** Request **
Rescale the entries below by copying every line again, requests included, with each bounding-box coordinate in the answers multiplied by 2.45 and rounded to a whole number, halves rounding up. Leave the pictures out.

** Data excerpts **

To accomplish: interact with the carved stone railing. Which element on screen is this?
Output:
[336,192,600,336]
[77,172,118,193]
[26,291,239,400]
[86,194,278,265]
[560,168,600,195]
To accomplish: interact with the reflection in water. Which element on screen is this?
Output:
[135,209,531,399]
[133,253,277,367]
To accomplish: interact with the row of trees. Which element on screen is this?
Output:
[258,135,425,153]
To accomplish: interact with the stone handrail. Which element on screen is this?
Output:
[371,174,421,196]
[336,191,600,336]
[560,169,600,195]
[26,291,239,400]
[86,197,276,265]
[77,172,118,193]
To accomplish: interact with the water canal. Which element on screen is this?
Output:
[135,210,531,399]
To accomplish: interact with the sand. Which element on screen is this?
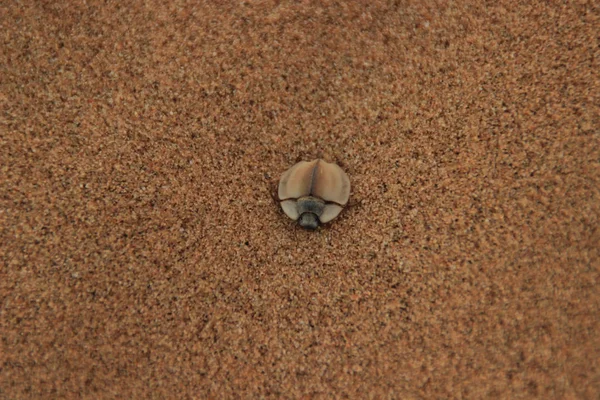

** Full answer **
To accomplish: interact with the carved stone railing. Which element on screen is this?
Output:
[823,470,1470,823]
[189,421,289,473]
[64,713,586,980]
[211,475,681,649]
[1372,412,1470,478]
To accomplish: interact with the reflection in water. Which element on screen is this?
Output:
[331,512,1301,978]
[326,620,679,899]
To accomplish: interact with the row of trees. Which element on screen is this?
Output:
[632,331,1041,375]
To accomplish: interact with the stone handrail. Which element on screen is this?
Output:
[909,426,1031,480]
[823,468,1470,823]
[1372,414,1470,478]
[64,713,586,980]
[211,483,676,649]
[189,421,289,473]
To accomplish: interact with the water canal. Which element on screen is this?
Output:
[331,515,1301,978]
To accomplish: interact with the sand. Which element on screen is this?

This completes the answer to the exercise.